• WHAT IS REQUIRED: Lay out the data from its start through the line containing "218L884 299L885 195L692" as a two-column CSV headed instruction and response. Give one row per instruction with its response, and put each value in a single quoted field with line breaks replaced by spaces.

- - - - - - -

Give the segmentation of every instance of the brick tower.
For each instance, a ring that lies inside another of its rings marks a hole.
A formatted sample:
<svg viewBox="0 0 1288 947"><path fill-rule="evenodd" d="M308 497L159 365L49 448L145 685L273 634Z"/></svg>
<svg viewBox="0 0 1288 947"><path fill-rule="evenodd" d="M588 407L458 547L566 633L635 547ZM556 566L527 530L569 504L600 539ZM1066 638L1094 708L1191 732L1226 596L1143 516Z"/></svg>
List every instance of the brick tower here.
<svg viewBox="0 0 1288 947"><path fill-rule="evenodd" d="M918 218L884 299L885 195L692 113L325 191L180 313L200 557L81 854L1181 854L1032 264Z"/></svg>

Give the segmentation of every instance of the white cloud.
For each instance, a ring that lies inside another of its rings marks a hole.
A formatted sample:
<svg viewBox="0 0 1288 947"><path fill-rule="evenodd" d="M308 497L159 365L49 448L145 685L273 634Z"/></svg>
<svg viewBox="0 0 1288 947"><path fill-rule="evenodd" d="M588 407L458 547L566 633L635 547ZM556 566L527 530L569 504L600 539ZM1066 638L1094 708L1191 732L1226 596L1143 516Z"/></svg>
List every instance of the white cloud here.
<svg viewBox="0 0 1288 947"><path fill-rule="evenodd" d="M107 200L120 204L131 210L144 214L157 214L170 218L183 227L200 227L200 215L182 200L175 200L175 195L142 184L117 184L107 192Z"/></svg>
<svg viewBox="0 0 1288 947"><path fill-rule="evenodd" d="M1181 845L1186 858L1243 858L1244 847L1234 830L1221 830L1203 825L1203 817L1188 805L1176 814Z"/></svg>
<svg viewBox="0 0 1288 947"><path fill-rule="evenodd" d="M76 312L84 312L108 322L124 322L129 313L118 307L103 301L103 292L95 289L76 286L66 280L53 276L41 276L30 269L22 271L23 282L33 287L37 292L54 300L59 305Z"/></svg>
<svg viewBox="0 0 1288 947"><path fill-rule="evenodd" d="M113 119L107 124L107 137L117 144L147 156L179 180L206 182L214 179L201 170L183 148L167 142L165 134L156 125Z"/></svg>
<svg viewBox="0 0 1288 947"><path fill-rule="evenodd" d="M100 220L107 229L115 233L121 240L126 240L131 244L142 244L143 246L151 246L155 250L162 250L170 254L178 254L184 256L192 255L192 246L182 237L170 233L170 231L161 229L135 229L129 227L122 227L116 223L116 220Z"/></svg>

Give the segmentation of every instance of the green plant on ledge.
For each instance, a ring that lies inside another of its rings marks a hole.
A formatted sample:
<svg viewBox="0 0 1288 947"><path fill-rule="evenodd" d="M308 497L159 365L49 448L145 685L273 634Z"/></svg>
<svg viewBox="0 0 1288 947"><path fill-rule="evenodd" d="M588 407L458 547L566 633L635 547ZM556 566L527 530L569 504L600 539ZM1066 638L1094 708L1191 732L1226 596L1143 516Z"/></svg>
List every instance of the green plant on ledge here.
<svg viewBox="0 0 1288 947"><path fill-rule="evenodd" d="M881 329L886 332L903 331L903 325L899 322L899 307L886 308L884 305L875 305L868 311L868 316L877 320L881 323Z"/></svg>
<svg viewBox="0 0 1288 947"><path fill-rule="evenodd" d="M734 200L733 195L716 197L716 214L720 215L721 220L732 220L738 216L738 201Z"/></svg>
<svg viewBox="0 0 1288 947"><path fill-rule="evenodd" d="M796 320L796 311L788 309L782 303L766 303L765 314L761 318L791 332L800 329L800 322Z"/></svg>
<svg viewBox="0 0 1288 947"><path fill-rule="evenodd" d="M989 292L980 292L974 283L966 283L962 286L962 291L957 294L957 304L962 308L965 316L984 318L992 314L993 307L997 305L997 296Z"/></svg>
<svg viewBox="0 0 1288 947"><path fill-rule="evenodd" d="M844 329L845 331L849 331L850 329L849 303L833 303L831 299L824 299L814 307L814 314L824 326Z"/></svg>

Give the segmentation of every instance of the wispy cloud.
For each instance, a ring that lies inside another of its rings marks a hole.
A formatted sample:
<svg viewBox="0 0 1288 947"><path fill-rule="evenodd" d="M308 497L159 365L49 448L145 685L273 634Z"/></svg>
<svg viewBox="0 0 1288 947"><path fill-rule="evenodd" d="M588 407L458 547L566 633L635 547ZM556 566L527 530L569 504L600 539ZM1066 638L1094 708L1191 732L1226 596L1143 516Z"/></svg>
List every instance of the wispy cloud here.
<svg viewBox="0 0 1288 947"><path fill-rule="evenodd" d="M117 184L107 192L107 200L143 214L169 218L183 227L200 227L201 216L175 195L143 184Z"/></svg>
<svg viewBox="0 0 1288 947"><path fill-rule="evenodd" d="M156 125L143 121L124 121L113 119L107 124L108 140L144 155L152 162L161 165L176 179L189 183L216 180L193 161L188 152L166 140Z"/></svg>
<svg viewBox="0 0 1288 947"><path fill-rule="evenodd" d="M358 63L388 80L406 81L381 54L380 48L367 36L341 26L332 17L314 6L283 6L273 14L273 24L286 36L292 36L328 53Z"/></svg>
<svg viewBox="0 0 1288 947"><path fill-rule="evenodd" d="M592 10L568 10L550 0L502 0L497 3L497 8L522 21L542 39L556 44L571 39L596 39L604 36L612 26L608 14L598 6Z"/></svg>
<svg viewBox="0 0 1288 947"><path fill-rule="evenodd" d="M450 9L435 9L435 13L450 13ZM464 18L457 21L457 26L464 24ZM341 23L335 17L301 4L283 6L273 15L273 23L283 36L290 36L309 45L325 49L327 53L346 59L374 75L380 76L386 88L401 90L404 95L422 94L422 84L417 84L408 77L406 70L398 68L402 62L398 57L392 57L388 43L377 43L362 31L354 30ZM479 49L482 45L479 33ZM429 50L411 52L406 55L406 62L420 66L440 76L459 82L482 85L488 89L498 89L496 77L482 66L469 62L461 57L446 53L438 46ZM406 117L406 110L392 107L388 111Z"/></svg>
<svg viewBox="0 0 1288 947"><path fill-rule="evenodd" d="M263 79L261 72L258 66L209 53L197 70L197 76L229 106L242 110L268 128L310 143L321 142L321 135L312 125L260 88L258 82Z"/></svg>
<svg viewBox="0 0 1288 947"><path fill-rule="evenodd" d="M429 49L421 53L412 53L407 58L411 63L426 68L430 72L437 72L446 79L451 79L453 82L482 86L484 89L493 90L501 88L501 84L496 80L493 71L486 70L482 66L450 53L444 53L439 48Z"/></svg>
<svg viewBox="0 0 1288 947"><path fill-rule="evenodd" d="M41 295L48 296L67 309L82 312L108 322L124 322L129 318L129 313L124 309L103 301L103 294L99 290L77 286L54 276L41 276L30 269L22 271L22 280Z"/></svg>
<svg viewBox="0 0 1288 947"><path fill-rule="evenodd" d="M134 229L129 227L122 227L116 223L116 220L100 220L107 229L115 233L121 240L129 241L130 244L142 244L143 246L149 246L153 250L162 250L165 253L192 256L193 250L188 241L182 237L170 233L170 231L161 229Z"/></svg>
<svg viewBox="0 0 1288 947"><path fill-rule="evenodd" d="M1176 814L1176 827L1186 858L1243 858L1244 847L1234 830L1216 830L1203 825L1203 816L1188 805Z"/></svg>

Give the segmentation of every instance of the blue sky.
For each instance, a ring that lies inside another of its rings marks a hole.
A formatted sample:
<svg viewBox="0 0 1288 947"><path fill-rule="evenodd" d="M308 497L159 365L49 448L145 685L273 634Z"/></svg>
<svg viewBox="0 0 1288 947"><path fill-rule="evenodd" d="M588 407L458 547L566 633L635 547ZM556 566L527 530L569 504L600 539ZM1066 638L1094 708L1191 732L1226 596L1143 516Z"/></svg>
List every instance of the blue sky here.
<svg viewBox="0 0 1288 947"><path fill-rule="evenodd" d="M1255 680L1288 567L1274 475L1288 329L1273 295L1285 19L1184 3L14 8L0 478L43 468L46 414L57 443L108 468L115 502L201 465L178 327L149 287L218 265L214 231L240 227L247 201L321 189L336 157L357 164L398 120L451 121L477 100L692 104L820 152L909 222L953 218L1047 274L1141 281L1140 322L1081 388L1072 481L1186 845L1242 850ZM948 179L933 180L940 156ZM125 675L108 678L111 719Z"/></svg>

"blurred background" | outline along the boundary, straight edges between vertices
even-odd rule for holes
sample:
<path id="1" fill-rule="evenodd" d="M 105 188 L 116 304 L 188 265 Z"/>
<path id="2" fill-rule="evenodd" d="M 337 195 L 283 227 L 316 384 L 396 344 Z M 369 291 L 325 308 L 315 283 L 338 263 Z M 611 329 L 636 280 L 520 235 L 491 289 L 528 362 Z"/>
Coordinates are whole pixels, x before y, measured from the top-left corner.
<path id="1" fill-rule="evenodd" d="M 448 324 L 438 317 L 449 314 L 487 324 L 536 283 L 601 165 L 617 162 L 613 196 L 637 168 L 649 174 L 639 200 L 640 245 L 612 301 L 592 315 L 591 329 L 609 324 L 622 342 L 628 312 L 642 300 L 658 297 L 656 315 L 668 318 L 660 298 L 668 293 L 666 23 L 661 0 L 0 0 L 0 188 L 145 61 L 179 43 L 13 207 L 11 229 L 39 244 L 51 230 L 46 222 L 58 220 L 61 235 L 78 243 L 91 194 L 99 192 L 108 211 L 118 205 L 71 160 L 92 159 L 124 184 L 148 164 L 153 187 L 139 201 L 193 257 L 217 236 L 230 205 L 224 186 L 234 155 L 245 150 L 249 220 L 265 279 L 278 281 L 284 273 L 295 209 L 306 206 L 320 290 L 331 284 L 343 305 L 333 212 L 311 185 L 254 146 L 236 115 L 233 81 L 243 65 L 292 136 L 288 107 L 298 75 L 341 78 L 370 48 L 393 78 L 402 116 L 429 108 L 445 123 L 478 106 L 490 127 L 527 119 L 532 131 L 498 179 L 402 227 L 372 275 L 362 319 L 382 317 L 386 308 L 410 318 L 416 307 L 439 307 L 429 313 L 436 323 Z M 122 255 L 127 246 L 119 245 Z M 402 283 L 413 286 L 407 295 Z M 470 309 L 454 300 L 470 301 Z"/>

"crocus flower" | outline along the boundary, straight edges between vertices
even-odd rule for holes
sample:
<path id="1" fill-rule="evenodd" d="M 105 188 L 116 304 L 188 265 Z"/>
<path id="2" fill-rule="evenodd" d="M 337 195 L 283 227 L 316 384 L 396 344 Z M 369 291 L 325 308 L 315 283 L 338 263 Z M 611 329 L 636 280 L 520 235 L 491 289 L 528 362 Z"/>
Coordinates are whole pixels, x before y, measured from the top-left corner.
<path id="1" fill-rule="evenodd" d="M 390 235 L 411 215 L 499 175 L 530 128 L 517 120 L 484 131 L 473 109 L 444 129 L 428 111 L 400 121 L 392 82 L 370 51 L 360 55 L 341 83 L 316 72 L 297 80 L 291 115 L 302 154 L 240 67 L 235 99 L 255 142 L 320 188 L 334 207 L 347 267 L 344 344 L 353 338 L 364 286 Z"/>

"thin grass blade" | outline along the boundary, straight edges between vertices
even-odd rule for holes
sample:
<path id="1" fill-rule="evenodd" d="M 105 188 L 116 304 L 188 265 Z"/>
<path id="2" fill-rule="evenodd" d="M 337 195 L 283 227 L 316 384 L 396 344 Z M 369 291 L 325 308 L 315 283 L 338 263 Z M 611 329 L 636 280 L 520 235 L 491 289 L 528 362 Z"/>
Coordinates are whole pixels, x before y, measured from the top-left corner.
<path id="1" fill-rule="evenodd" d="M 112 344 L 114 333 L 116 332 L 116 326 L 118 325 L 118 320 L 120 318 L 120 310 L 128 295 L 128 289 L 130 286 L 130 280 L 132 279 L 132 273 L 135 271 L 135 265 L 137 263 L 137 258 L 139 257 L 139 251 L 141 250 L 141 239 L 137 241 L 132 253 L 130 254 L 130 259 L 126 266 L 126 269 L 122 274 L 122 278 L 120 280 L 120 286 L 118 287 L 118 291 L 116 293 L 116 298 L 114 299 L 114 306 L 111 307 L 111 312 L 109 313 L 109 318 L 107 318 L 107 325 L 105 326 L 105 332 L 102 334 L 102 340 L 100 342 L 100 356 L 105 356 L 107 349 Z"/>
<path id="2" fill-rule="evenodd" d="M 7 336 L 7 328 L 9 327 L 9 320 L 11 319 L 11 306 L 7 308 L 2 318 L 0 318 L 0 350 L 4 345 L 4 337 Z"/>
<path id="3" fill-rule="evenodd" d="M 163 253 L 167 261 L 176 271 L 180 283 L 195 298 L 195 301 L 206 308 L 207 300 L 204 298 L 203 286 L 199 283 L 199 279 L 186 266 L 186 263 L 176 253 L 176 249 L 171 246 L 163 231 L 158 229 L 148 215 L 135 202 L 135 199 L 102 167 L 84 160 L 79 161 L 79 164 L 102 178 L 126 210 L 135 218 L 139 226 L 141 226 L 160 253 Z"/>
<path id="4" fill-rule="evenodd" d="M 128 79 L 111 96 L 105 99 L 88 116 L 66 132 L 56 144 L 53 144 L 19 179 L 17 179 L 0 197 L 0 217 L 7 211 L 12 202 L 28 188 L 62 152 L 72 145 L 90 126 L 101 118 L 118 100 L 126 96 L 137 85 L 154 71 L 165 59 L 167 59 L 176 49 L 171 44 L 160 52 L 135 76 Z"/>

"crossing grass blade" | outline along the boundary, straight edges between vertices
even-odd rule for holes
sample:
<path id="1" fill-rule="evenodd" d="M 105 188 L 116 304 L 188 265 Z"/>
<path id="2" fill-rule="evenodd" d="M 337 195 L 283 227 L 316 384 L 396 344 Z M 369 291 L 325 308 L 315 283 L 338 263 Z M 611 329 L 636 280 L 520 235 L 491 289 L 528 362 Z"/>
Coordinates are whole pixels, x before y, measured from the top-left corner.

- - - - - - -

• RESULT OF THE TASK:
instruction,response
"Give the segmentation of every instance of the brick tower. For each instance, a ring that lies inside another of its rings marks a hole. A formatted sample: <svg viewBox=""0 0 1288 947""><path fill-rule=""evenodd"" d=""M308 497L159 365L49 448L145 685L273 634Z""/></svg> <svg viewBox=""0 0 1288 947""><path fill-rule=""evenodd"" d=""M588 407L458 547L566 633L635 547ZM556 566L527 530L569 504L600 539ZM1066 638L1094 708L1191 732L1226 596L1143 516Z""/></svg> List every instance of the brick tower here.","<svg viewBox=""0 0 1288 947""><path fill-rule=""evenodd"" d=""M918 218L884 299L885 195L692 113L325 191L180 313L200 557L81 854L1181 854L1032 264Z""/></svg>"